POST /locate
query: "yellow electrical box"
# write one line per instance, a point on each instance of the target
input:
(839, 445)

• • •

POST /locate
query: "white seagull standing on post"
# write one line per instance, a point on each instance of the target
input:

• • •

* _EXERCISE DESCRIPTION_: Pull out every line of the records above that contains the string "query", matching case exactly.

* _IN RESPONSE_:
query: "yellow electrical box"
query: "white seagull standing on post"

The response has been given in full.